# [Vorgegebener Text]
Pio von Pietrelcina rief schon zu Lebzeiten Widersprüche hervor: Während ihn die einen als Heiligen verehrten, hielten andere ihn für einen Betrüger. An seinem Körper zeigten sich die Wundmale Jesu, die sogenannten Stigmata. Von Benedikt Bögle.
Pio von Pietrelcina war eigentlich ein ganz normaler Priester. 1887 wurde er in Pietrelcina im Süden Italiens geboren und trat schon mit 16 Jahren dem Kapuzinerorden bei. Obwohl Pio oft krank war und unter Tuberkulose litt, studierte er Theologie und wurde 1910 zum Priester geweiht. Zunächst lebte er aufgrund seiner schlechten Gesundheit nach der Priesterweihe nicht mehr in seinem Orden, sondern fünf Jahre lang bei seiner Familie in Pietrelcina, wo er auch die Aufgabe eines Hilfspfarrers übernahm. 1916 konnte er in seinen Orden zurückkehren, zwei Jahre später kam dann die große Wende seines Lebens: An seinem Körper zeigten sich die Wundmale Jesu, die sogenannten Stigmata.

# [Aufgaben]
(1) Stimmen diese Aussagen mit dem Text über Pio von Pietrelcina überein? Antworte jeweils mit Ja oder Nein und zitiere die entscheidenden Worte wörtlich. (a) Pio wurde 1887 in Pietrelcina geboren. (b) Pio trat mit 18 Jahren dem Kapuzinerorden bei. (c) Nach der Priesterweihe lebte Pio fünf Jahre bei seiner Familie.
(2) Gib den Abschnitt aus dem Text über Pio von Pietrelcina wortgetreu wieder, beginnend mit „Pio von Pietrelcina rief“ und weiter bis einschließlich „Von Benedikt Bögle.“.
(3) Wie geht der Text über Pio von Pietrelcina nach seinem letzten Satz weiter? Setze ihn fort.

# [Eingabedaten]
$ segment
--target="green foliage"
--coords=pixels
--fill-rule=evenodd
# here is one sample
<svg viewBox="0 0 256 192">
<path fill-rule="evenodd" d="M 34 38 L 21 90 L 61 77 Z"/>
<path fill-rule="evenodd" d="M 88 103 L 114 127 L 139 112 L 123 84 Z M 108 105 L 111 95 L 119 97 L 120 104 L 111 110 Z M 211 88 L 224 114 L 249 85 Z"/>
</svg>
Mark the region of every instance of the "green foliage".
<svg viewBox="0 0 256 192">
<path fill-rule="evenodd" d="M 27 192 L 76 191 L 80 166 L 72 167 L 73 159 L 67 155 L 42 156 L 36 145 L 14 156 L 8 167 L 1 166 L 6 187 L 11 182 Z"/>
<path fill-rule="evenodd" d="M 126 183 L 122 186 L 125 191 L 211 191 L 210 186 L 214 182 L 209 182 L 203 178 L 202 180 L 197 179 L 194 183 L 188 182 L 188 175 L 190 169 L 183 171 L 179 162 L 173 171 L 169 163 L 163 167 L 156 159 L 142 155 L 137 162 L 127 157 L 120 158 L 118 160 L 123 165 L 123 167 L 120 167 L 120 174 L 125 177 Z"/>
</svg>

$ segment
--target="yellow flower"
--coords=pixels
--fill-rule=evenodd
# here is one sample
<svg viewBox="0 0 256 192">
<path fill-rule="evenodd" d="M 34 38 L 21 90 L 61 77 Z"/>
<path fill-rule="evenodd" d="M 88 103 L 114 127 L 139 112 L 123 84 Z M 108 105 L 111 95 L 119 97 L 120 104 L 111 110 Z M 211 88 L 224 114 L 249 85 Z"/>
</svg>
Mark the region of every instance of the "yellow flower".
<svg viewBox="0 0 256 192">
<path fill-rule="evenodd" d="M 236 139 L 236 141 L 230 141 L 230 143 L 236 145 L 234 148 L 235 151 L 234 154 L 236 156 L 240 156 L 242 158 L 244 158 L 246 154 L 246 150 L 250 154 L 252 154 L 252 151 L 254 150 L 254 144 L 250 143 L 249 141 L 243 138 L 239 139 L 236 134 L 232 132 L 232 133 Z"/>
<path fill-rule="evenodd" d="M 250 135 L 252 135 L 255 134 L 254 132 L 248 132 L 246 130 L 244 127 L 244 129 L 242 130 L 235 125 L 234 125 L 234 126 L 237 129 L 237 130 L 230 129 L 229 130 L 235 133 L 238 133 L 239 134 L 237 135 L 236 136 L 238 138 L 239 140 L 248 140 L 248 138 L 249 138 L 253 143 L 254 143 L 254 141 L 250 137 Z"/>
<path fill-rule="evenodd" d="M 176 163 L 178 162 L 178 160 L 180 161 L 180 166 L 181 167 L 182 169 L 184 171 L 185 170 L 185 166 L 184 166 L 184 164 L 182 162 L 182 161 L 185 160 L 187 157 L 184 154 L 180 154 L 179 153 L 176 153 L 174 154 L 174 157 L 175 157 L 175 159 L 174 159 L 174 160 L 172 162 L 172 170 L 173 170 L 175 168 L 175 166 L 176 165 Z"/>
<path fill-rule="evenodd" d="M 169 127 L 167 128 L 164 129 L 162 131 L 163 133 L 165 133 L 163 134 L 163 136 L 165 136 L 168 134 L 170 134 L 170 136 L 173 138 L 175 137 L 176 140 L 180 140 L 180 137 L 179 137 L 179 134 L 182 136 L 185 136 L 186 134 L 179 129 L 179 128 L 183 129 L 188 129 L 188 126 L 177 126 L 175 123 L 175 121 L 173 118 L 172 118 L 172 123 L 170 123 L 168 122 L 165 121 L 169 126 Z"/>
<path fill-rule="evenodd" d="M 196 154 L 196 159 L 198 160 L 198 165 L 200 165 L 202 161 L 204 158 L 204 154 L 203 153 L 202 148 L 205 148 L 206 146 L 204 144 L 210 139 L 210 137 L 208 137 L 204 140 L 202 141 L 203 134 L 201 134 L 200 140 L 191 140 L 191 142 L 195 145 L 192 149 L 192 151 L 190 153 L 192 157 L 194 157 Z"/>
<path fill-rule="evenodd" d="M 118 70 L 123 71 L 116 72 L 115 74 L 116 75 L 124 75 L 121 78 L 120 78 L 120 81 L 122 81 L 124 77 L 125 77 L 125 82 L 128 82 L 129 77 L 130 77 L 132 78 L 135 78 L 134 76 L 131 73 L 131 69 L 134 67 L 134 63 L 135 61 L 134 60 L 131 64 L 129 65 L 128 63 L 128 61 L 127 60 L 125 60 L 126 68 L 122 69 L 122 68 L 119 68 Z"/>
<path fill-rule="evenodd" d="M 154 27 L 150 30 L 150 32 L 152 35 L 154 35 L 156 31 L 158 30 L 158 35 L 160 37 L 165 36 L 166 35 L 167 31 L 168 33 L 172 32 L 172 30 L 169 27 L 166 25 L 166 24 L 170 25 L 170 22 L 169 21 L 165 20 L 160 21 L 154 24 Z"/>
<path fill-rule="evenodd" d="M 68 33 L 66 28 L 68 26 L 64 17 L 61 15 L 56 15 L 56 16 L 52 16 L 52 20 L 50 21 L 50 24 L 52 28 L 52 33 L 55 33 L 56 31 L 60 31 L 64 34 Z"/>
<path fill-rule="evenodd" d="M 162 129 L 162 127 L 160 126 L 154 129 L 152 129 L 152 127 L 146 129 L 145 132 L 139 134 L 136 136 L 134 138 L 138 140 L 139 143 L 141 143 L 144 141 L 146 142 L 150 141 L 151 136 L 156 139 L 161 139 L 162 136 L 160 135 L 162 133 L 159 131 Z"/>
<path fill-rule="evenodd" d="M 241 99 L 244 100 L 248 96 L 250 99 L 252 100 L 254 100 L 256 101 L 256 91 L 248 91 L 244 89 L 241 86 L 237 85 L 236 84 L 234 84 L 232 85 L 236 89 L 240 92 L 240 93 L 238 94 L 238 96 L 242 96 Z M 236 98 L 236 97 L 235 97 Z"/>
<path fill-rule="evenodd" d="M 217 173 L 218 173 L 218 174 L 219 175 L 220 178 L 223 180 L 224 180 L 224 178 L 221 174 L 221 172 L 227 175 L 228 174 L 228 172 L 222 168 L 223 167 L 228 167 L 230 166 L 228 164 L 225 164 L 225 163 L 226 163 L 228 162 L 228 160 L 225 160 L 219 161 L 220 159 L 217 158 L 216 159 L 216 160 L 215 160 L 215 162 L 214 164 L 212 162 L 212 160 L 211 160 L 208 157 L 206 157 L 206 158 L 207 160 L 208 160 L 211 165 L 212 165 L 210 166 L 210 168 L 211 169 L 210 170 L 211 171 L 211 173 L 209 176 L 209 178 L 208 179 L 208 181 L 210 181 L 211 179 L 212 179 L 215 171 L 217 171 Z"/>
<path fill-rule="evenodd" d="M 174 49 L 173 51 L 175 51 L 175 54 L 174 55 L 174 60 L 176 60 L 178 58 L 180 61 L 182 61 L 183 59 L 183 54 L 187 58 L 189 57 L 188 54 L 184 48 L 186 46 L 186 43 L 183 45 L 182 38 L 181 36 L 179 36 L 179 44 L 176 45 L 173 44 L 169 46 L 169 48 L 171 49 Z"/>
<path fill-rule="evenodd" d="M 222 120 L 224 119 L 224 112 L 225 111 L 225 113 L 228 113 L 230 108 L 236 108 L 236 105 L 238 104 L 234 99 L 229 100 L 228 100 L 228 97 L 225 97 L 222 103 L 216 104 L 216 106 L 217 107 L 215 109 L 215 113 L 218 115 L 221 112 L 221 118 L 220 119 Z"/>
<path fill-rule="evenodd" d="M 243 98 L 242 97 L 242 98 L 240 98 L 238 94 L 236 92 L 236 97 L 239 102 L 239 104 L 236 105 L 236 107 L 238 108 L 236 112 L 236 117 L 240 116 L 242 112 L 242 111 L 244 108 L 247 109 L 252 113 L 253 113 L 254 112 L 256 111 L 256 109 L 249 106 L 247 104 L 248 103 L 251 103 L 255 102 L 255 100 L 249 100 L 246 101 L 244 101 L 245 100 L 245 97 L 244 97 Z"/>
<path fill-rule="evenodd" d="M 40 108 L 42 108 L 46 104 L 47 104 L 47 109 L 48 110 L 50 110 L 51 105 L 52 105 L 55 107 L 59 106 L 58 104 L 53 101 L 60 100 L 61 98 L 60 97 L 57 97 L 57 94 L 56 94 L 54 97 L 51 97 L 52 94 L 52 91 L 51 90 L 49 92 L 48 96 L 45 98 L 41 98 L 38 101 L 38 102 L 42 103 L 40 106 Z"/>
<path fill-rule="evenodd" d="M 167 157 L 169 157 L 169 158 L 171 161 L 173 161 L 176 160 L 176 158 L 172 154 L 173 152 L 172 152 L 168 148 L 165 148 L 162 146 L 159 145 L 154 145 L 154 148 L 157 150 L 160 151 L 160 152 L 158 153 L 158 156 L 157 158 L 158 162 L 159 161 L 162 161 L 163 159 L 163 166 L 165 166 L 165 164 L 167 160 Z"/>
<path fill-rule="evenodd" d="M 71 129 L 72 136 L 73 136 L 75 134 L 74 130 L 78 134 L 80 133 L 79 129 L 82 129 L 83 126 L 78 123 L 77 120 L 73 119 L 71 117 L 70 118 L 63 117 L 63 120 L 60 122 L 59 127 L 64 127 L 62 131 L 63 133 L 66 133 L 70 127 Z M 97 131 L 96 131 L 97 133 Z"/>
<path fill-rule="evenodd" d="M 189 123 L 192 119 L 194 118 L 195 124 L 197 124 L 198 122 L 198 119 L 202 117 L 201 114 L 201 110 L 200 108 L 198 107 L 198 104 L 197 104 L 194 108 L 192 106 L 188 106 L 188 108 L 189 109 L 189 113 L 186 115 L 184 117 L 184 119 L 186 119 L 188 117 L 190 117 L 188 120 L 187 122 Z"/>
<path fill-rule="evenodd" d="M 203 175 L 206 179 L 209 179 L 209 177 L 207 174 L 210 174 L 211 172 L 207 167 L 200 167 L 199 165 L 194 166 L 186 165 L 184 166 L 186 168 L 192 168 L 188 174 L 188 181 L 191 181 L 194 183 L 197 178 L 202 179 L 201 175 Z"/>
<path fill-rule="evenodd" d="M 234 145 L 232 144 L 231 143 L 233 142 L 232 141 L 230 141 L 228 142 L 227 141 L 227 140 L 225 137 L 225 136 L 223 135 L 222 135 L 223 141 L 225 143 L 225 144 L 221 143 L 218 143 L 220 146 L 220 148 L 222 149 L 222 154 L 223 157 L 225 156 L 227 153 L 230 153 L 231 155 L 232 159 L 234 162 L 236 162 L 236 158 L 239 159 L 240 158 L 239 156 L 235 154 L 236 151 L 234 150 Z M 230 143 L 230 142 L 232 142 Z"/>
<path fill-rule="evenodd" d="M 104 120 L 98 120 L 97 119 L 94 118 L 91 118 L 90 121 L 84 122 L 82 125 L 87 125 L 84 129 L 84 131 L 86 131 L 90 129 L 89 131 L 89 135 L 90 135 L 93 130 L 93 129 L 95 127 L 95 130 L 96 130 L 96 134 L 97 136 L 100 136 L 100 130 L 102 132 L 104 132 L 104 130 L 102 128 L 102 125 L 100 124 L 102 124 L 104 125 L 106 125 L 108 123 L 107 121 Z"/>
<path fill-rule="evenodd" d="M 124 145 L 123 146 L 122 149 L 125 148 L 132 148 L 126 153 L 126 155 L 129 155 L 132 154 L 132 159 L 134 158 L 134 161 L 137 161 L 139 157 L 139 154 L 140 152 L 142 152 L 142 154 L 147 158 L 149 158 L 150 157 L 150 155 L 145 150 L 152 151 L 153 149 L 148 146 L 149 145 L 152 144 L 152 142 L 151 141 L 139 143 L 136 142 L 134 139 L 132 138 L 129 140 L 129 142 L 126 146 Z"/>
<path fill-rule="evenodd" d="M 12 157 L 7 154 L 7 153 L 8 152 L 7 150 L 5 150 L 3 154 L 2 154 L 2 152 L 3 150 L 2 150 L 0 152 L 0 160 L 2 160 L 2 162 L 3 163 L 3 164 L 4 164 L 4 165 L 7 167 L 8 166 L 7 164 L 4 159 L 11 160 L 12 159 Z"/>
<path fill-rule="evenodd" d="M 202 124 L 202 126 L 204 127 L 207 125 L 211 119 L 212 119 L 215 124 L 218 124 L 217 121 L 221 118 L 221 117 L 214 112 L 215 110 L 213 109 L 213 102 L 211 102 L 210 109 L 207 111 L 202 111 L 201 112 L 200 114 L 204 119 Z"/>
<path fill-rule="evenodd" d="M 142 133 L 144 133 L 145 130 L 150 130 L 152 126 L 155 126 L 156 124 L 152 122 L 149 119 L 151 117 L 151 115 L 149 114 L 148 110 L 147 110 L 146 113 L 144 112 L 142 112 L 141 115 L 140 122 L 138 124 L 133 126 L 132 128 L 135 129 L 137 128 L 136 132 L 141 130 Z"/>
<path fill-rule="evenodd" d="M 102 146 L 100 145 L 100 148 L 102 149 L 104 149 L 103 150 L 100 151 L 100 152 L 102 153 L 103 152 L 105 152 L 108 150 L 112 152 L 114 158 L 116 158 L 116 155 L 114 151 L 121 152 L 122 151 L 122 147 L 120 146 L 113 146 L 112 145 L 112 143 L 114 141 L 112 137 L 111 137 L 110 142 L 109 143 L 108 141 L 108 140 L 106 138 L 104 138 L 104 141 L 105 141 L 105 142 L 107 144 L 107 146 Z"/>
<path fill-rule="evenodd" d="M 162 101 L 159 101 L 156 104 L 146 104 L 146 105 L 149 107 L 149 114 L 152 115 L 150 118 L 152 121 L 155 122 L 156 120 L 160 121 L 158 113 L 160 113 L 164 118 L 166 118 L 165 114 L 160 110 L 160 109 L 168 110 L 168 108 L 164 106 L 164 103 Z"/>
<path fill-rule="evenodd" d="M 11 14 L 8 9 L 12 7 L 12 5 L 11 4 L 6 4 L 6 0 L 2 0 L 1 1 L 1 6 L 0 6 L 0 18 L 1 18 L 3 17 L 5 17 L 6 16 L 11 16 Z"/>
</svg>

# [Lösungen]
(1)
(a) Ja: „1887 wurde er in Pietrelcina im Süden Italiens geboren“
(b) Nein: „trat schon mit 16 Jahren dem Kapuzinerorden bei“
(c) Ja: „fünf Jahre lang bei seiner Familie in Pietrelcina“

(2)
Pio von Pietrelcina rief schon zu Lebzeiten Widersprüche hervor: Während ihn die einen als Heiligen verehrten, hielten andere ihn für einen Betrüger. An seinem Körper zeigten sich die Wundmale Jesu, die sogenannten Stigmata. Von Benedikt Bögle.

(3)
Die Wundmale Jesu
In der Kirchengeschichte wird dies immer wieder von heiligen Menschen berichtet. Der heilige Franziskus von Assisi soll die Wundmale getragen haben, ebenso im 20. Jahrhundert Therese Neumann aus der bayerischen Oberpfalz. Wer diese Wundmale Jesu trägt – so die Vorstellung – sei auf eine ganz besondere, tiefe Weise in das Kreuz und das Leiden Jesu Christi hineingenommen. Jesus hatte am Kreuz gelitten und war dort verwundet und getötet worden. Dieses Leiden und dieser Tod ist für Christen das große Zeichen der Liebe Gottes zu den Menschen.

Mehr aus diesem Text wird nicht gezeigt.